Suspect, person of interest and perpetrator are three terms that law enforcement officers use to describe people involved in crimes. We will look at the difference between suspect, person of interest and perpetrator and look at few instances of their use in sentences.
The suspect in a crime is a specific person who authorities believe may have committed the crime. When a crime is committed, authorities follow evidence until they discover the person who they believe is responsible for the crime. In order to convict a suspect, the authorities must prove their case in a court of law. Until the case is proven, a suspect is not considered guilty.
A person of interest refers to someone who authorities believe may have information pertinent to a crime. A person of interest may be someone who can provide information that leads to a suspect or may turn into a suspect himself. Sometimes a person of interest needs protection from law enforcement because of the information they have. Person of interest is primarily an American term.
The perpetrator is the person who commits the crime. Legally, the perpetrator is unknown until someone is convicted of the crime. The term is used to describe what a criminal did in the commission of a crime, though it does not apply to a specific person unless that person is convicted. An American abbreviation, perp, is often used in place of the word perpetrator. Remember, a suspect is accused of committing a crime, a person of interest is believed to have information that will aid in the the solving of a crime, and a perpetrator is the person who has committed a certain crime.

The request — Write out the passage from the text on crime terms between "A person of interest refers" and "an American term.", inclusive.

Extracted records:
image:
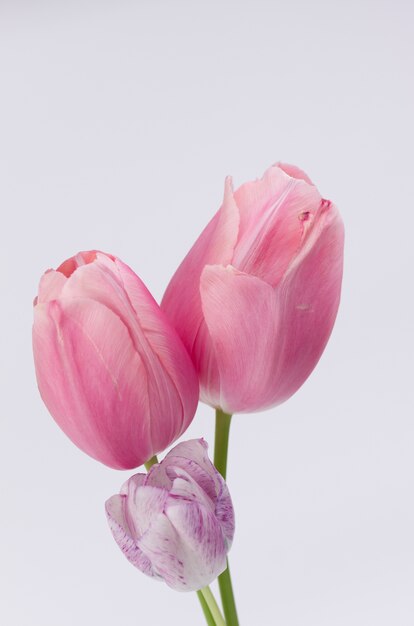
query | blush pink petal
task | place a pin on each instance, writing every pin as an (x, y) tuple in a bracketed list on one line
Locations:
[(241, 315), (170, 376), (110, 366), (249, 323), (215, 245), (50, 286), (97, 393), (275, 214), (308, 299)]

Completed exercise —
A person of interest refers to someone who authorities believe may have information pertinent to a crime. A person of interest may be someone who can provide information that leads to a suspect or may turn into a suspect himself. Sometimes a person of interest needs protection from law enforcement because of the information they have. Person of interest is primarily an American term.